[Items from a data source]
+===+

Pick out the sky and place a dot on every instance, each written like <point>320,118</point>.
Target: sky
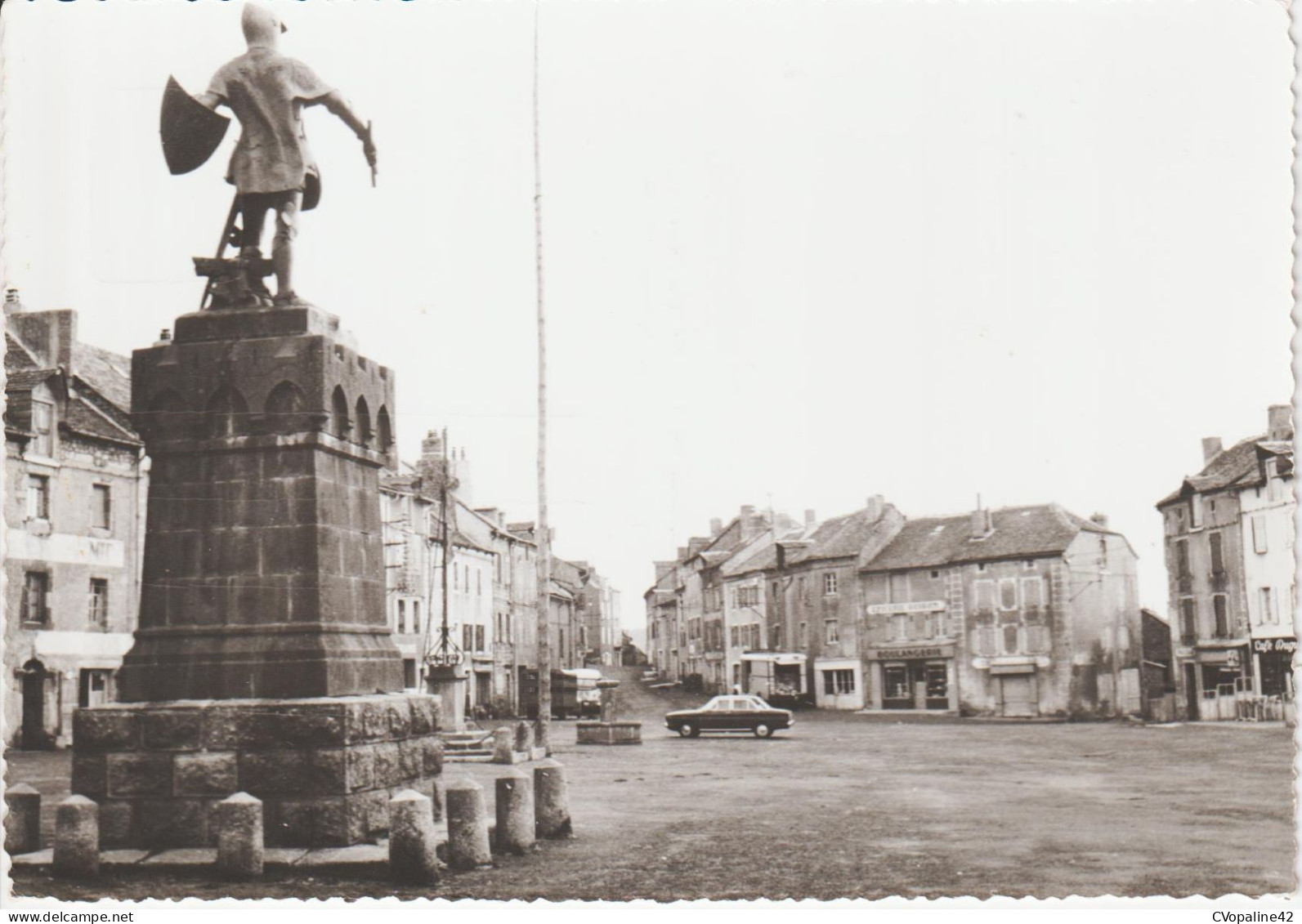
<point>794,254</point>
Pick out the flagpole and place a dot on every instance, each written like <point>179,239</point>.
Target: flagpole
<point>544,551</point>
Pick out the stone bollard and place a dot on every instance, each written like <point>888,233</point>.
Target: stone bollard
<point>239,821</point>
<point>413,853</point>
<point>76,838</point>
<point>468,825</point>
<point>503,743</point>
<point>22,823</point>
<point>515,814</point>
<point>524,737</point>
<point>551,799</point>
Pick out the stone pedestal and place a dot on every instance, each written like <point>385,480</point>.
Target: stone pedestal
<point>263,566</point>
<point>608,733</point>
<point>450,685</point>
<point>323,768</point>
<point>263,660</point>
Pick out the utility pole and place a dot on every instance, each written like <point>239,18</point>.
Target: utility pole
<point>544,546</point>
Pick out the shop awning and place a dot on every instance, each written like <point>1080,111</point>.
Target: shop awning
<point>1001,669</point>
<point>776,658</point>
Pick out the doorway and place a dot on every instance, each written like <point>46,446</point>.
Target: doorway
<point>92,687</point>
<point>1017,695</point>
<point>34,707</point>
<point>915,685</point>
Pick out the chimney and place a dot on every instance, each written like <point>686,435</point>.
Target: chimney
<point>1280,422</point>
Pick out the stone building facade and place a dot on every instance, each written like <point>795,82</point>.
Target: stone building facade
<point>76,480</point>
<point>1014,612</point>
<point>1229,539</point>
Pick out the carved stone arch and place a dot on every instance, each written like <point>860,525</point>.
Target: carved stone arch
<point>287,408</point>
<point>338,423</point>
<point>383,430</point>
<point>226,414</point>
<point>364,422</point>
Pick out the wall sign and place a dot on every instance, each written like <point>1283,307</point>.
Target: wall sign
<point>906,654</point>
<point>919,607</point>
<point>1266,645</point>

+===+

- **EXERCISE INSTRUCTIONS**
Reproduce all of the data exactly; the pictures do not belong in the copy.

- **TASK SOLUTION**
Pick out the sky and place a dot on every instance, each written like <point>320,118</point>.
Target: sky
<point>794,254</point>
Pick out the flagpole and place a dot on every instance, each written like <point>179,239</point>.
Target: flagpole
<point>544,551</point>
Pick out the stone bollard and place a dot on every instance, each written like <point>888,233</point>.
Target: stone bollard
<point>239,821</point>
<point>413,853</point>
<point>76,838</point>
<point>468,825</point>
<point>503,743</point>
<point>22,823</point>
<point>515,814</point>
<point>524,737</point>
<point>551,799</point>
Pick out the stone pedestal and place a dot on every instance, each written like <point>385,480</point>.
Target: stone pedestal
<point>263,566</point>
<point>608,733</point>
<point>450,685</point>
<point>323,768</point>
<point>263,660</point>
Pick out the utility pole and place a dot on every instance, each written like <point>239,18</point>.
Target: utility pole
<point>544,546</point>
Pick out the shop awning and place a dot on every instance, each written like <point>1080,111</point>.
Target: shop awning
<point>1001,669</point>
<point>776,658</point>
Pick out the doorway and place a dot on every instance, each written like <point>46,446</point>.
Target: doorway
<point>92,687</point>
<point>1017,695</point>
<point>34,707</point>
<point>915,685</point>
Pick out the chimney and place a dot on every instance, each written like <point>686,435</point>.
Target: chimney
<point>1280,422</point>
Pick out the stone building facade and place a dot on every instance, each written like <point>795,82</point>.
Target: stone building facade
<point>76,480</point>
<point>1014,612</point>
<point>1229,539</point>
Pick out the carved stone arch and place a dot on every instance, each written like <point>860,525</point>.
Target: carved stone arch
<point>287,408</point>
<point>338,423</point>
<point>383,430</point>
<point>226,414</point>
<point>364,422</point>
Pick out the wall sign and place a dot on every instance, each written like <point>1283,307</point>.
Target: wall sign
<point>906,654</point>
<point>919,607</point>
<point>1266,645</point>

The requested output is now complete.